--- start ---
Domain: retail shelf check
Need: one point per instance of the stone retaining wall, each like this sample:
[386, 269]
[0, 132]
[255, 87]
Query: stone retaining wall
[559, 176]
--- end ---
=== WHAT IS NEEDED ===
Arrange the records above as a Markdown table with two columns, Row for the line number and Text for the line itself, leaving out any blank lines.

=== ANSWER BELOW ===
| Row | Text |
|---|---|
| 1 | Domain: retail shelf check |
| 2 | Need: one point per instance of the stone retaining wall, each like this sample: |
| 3 | [386, 269] |
| 4 | [0, 132] |
| 5 | [255, 87] |
| 6 | Query: stone retaining wall |
| 7 | [559, 176] |